:: Exercise materials ::
▼▼▼
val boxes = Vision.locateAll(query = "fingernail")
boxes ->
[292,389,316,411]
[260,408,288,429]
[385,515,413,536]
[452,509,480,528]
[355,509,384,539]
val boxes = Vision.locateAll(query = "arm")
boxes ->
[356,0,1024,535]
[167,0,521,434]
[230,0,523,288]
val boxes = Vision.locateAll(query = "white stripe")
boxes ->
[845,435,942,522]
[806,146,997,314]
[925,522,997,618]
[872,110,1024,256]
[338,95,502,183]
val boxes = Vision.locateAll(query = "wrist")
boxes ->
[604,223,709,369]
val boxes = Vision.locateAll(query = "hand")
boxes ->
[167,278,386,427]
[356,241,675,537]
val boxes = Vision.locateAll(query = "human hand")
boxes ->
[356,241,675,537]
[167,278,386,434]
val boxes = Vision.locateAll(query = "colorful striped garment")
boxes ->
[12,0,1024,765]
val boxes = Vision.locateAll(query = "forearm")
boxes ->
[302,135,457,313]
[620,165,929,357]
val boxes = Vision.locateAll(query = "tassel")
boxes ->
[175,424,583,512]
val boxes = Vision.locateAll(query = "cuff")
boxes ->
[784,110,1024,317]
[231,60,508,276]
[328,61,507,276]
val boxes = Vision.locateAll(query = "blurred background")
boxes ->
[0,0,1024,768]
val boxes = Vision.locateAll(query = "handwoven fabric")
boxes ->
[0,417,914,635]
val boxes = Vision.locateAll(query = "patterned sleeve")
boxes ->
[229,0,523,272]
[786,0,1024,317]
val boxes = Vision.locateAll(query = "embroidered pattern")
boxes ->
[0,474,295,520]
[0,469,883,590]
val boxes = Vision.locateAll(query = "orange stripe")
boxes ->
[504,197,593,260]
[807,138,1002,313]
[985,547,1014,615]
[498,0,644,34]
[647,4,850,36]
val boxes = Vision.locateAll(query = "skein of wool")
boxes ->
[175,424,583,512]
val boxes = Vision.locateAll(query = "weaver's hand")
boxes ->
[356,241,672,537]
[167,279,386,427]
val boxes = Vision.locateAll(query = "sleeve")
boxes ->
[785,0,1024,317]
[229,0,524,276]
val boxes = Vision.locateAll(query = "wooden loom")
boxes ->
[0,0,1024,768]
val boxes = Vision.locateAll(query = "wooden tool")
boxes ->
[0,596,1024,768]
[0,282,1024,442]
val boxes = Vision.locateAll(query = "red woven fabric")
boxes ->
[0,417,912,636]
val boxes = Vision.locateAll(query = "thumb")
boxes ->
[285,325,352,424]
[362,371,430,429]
▲▲▲
:: Do this ::
Reproduce all of the material above line for line, changing nothing.

:: Result below ::
val boxes = Vision.locateAll(query = "fingernail")
boxes ->
[292,389,316,411]
[260,408,288,429]
[385,515,413,536]
[452,509,480,528]
[355,509,384,539]
val boxes = Vision.locateAll(query = "arm")
boxes ->
[356,0,1024,535]
[167,0,521,434]
[230,0,523,288]
val boxes = Vision.locateAll(query = "white stripe")
boxes ->
[845,435,942,522]
[806,146,997,314]
[925,522,997,618]
[872,110,1024,256]
[338,95,502,183]
val boxes = Vision.locateAll(query = "wrist")
boxes ->
[604,223,709,369]
val boxes = Vision.locateAll(query = "hand")
boxes ->
[167,278,386,427]
[356,241,675,537]
val boxes = Vision.locateAll(query = "human hand")
boxes ->
[356,241,675,537]
[167,278,386,434]
val boxes = Vision.locateAll(query = "colorful striped garment")
boxes ->
[12,0,1024,765]
val boxes = Vision.locateAll(query = "forearm")
boxes ->
[302,135,457,313]
[620,165,929,357]
val boxes = Vision.locateAll(query = "tassel")
boxes ->
[175,424,583,512]
val boxes = Vision.locateAll(query = "cuff")
boxes ->
[784,110,1024,317]
[231,60,508,276]
[328,61,507,276]
val boxes = Vision.locateAll(query = "blurred background")
boxes ->
[0,0,1024,768]
val boxes = Vision.locateAll(query = "handwoven fabric")
boxes ->
[0,417,914,635]
val boxes = Vision.locateAll(query = "patterned sleeve")
boxes ->
[229,0,523,272]
[786,0,1024,317]
val boxes = Vision.locateAll(query = "embroidered pattern")
boxes ->
[0,474,295,520]
[0,469,883,590]
val boxes = Vision.locateAll(query = "orange stripe")
boxes ->
[504,197,593,260]
[807,138,1002,313]
[985,547,1014,615]
[498,0,644,34]
[647,4,850,36]
val boxes = Vision.locateAll(query = "skein of wool")
boxes ->
[175,424,583,512]
val boxes = Vision.locateAll(query = "weaver's hand")
boxes ->
[356,241,672,537]
[167,279,386,427]
val boxes = Vision.locateAll(query = "sleeve")
boxes ->
[785,0,1024,317]
[229,0,524,276]
val boxes = Vision.locateAll(query = "wooden loom")
boxes ->
[0,0,1024,768]
val boxes = Vision.locateAll(query = "wooden tool")
boxes ->
[0,596,1024,768]
[0,282,1024,442]
val boxes = Vision.locateAll(query = "red woven fabric")
boxes ->
[0,417,912,636]
val boxes = Vision.locateAll(query = "thumb")
boxes ->
[285,325,352,424]
[362,371,430,429]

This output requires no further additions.